HOW TO COMPLETE THIS TASK: Transcribe each record exactly; skip any picture.
GIVEN DATA section start
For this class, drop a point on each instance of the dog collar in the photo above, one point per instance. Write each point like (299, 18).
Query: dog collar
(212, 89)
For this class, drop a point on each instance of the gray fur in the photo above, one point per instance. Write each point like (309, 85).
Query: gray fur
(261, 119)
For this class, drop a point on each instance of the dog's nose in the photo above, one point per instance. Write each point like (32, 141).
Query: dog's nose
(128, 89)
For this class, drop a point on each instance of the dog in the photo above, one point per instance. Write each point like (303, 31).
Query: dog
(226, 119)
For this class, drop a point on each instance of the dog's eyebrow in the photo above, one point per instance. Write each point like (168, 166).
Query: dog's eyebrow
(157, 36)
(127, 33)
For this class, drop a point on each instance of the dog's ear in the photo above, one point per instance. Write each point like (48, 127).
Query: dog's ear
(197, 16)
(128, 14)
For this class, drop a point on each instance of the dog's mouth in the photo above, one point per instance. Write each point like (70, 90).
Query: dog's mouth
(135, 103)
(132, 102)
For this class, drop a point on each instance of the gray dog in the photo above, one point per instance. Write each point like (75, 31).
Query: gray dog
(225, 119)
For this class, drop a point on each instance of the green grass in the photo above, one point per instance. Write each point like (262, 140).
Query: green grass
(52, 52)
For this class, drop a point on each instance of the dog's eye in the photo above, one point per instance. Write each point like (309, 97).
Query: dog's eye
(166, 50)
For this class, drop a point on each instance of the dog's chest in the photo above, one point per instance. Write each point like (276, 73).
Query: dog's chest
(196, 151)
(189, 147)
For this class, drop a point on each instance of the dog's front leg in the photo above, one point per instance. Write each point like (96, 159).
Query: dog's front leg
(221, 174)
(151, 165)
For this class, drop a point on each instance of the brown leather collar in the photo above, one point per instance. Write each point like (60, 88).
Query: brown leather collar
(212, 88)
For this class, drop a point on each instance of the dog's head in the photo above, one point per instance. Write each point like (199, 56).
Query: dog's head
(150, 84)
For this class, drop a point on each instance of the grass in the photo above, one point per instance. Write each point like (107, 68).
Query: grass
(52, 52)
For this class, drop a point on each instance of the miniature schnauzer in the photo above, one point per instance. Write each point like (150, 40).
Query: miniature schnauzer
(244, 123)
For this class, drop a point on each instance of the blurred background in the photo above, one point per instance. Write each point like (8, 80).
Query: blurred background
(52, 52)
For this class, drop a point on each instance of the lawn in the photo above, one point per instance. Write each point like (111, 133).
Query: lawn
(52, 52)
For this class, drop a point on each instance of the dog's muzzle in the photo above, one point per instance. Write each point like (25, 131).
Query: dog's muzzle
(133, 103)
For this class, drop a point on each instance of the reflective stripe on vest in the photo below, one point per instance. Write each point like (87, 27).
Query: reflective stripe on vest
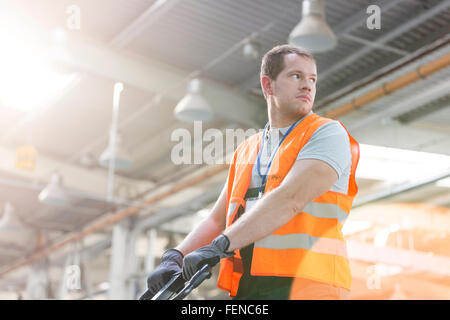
(304, 241)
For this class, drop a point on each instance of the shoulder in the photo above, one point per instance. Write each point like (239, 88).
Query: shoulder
(331, 127)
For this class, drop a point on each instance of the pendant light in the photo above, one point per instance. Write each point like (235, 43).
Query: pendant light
(313, 33)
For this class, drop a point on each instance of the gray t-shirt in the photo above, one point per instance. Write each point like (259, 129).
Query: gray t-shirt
(329, 143)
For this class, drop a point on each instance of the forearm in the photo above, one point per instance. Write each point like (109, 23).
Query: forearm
(270, 213)
(202, 235)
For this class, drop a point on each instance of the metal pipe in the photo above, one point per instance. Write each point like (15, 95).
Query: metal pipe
(113, 219)
(391, 86)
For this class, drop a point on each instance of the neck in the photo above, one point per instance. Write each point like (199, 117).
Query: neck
(279, 120)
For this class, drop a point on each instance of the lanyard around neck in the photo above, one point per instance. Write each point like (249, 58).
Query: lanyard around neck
(264, 177)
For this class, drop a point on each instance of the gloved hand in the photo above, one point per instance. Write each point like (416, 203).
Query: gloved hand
(210, 254)
(171, 263)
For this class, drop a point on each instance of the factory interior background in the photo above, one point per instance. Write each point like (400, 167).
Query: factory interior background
(85, 82)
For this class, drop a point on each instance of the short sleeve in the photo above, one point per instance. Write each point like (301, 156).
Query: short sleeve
(330, 143)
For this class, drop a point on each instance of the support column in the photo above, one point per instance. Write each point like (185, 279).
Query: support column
(38, 284)
(123, 262)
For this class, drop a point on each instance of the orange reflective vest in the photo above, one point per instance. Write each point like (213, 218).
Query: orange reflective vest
(311, 244)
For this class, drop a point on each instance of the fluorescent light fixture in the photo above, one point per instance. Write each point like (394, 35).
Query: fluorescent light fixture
(193, 106)
(313, 33)
(395, 165)
(54, 193)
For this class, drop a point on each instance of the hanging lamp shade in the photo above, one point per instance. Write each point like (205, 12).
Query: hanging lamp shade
GIVEN DATA section end
RESPONSE TO THE TASK:
For this class, drop a point on each instance of the dog collar in the photo above, one point per instance. Write each point like (299, 18).
Query: dog collar
(212, 89)
For this class, drop a point on each instance of the gray fur in the photo above, one point per instance. Write each point like (309, 85).
Query: gray fur
(261, 119)
For this class, drop a point on each instance of the dog's nose in the photo above, one point per instance. Write each point like (32, 141).
Query: dog's nose
(128, 89)
For this class, drop a point on each instance of the dog in the photo above, one point per instance. Write each point like (303, 31).
Query: dog
(226, 119)
For this class, drop a point on each instance of the dog's eyebrow in the photo above, one point per instance. Write each point like (168, 166).
Query: dog's eyebrow
(157, 36)
(127, 33)
For this class, drop a point on each instance of the dog's ear in the photo above, one point per instance. Write each point like (48, 127).
Query: dog's ear
(197, 16)
(128, 14)
For this class, drop a point on each instance of the dog's mouth in the photo above, one point per instance. Write each point like (70, 90).
Query: dog's mouth
(135, 103)
(132, 102)
For this class, drop a point on each instance of the gray dog in the photo above, one point per instance. Write each point like (75, 31).
Query: gray dog
(225, 119)
For this class, drop a point on each instance of the green grass in the photo above, one point per instance. Write each point like (262, 140).
Query: green grass
(52, 52)
For this class, drop a point on each instance of the dog's eye in the photo above, one point per instance. Write each point like (309, 97).
Query: dog's eye
(166, 50)
For this class, drop a point on each instance of the dog's chest in the photo above, one point per instance. Write each point like (276, 73).
Query: dog's chest
(196, 151)
(189, 147)
For this class, drop a point on each instance of the dog's front leg in the photo above, one point per instance. Write each point like (96, 159).
Query: dog's front leg
(221, 174)
(151, 165)
For this class, drop a point on each instance of the brown leather collar in the photo above, one point per instance. Write each point like (60, 88).
Query: brown leather collar
(212, 88)
For this class, drop a point on each instance of the dog's head in the photo above, one point per instance. Write each point like (199, 56).
Query: dog's head
(150, 84)
For this class, drop a point on each instance of the grass in the photo above, one point per instance. Write each point like (107, 68).
Query: grass
(52, 52)
For this class, drop a point on each instance of the miniature schnauzer in the photo above, one point per instance. Write each point like (150, 40).
Query: miniature schnauzer
(244, 123)
For this class, drop a point on each instance of the blurred background in the photo above, one point per instance. Write each point like (8, 80).
Query: blurred background
(52, 52)
For this class, drop a point on each instance of the lawn in the photo above, one point per instance. Write each point like (111, 133).
Query: lawn
(52, 52)
For this class, drop a point on each instance of the dog's muzzle in the photo above, one point per instance. Write each point like (25, 131).
Query: dog's muzzle
(133, 103)
For this class, drop a point on each instance of the reflective stripe on vest in the photo below, one point per instance. Write each point like (87, 27).
Query: reflective stripe on vest
(304, 241)
For this class, drop a point on each instance of the shoulder in the photo above, one point per instance. Write each point like (239, 88).
Query: shoulder
(331, 127)
For this class, drop a point on each instance of the pendant light in the photo above, one point per instance. Write each point like (235, 43).
Query: pendant light
(313, 33)
For this class, drop a point on each instance of the gray t-shirt in the photo above, one point per instance. Write each point like (259, 129).
Query: gray t-shirt
(329, 143)
For this class, drop a point on each instance of the forearm in the photo above, one point per instance. Write each point like (109, 23).
Query: forearm
(270, 213)
(202, 235)
For this class, drop a point on each instance of the metal pipe in the photo above, one point per instance. Write each point like (15, 95).
Query: metal pipe
(113, 219)
(391, 86)
For this class, drop a point on each instance of the neck in the photo above, one point per instance. Write each point like (199, 117).
Query: neck
(279, 120)
For this class, drop a point on each instance of the lanyard around neck in the photo above, one point per instance. Write each point like (249, 58).
Query: lanyard around neck
(264, 177)
For this class, drop a point on each instance of the gloved hand in the photo above, one point per instance. Write each point like (416, 203).
Query: gloved hand
(210, 254)
(171, 263)
For this class, drop a point on each instance of the factory interior background in the photo above, one point per instance. Write each point like (400, 167).
Query: factory interior background
(85, 82)
For this class, drop a point on each instance of the short sleeve in the photo above, one point per instance. Write each point like (301, 156).
Query: short sleeve
(330, 143)
For this class, drop a point on each instance of the support column in the photo above, one point per instance. Write each point like (185, 279).
Query: support column
(38, 284)
(123, 262)
For this class, drop a point on each instance of the orange reflective vest in the photo above, one point per instance. Write each point like (213, 218).
Query: orange reflective vest
(311, 244)
For this class, drop a point on each instance of the fluorescent light fixture in the photo above, one point per instance. Write each point like (394, 35).
Query: fluorescent light fixture
(193, 106)
(313, 33)
(395, 165)
(54, 193)
For this class, drop a point on each instance of the hanging lamp shade in the photo above, one point per instance. Write each point like (205, 12).
Query: hanging lamp shade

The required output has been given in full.